## Set problem:
Could you write out every line of the records below word for word, leaving the pictures out of your answer?

## Material supplied:
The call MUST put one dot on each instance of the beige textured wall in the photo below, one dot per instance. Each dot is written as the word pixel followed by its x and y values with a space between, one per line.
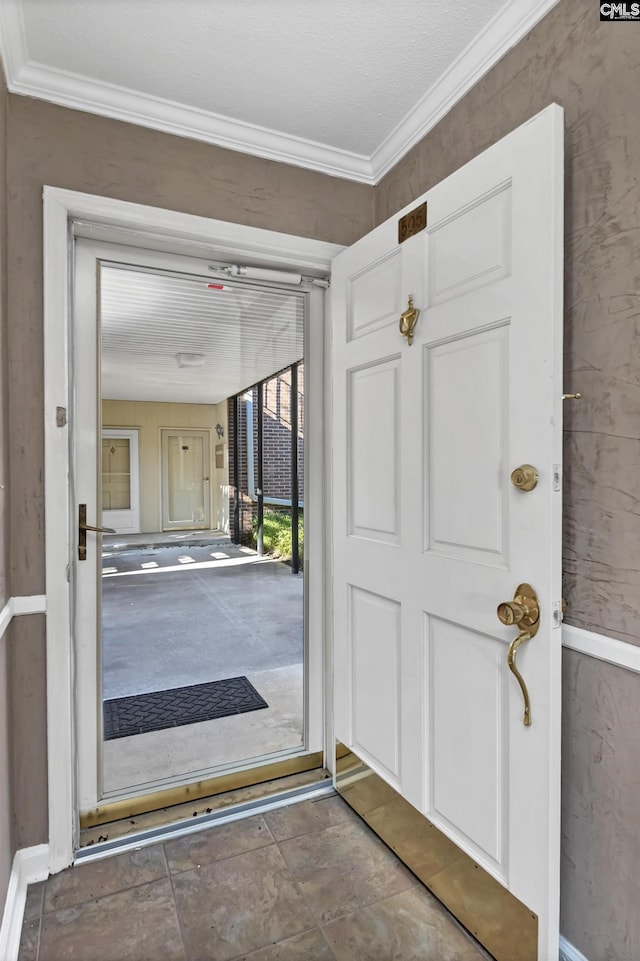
pixel 66 148
pixel 6 839
pixel 593 71
pixel 150 418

## Reply to the exercise:
The call MUST put one dot on each instance of the beige textured wall in the photo below, one dot per instance. Each dot is written as the word pixel followed by its x and y values with a space between, one per line.
pixel 66 148
pixel 6 839
pixel 593 71
pixel 150 418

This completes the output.